* [AIM OF THE TASK]
Locate every line in the material below that contains the string "Query" with matching case, and copy each of those lines.
Start of DATA TO USE
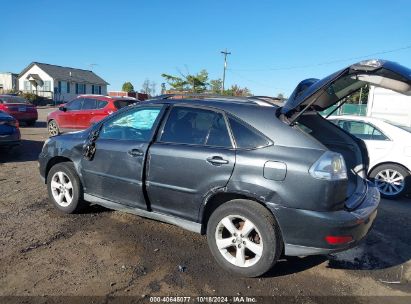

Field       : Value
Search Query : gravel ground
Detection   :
[0,109,411,303]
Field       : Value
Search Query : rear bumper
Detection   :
[272,183,380,256]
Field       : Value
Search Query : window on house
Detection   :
[76,83,86,94]
[43,80,51,92]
End of DATA TO USE
* [RESPONSE TO THIS EXERCISE]
Search Query : gravel ground
Search Query : rear bumper
Search Query : window on house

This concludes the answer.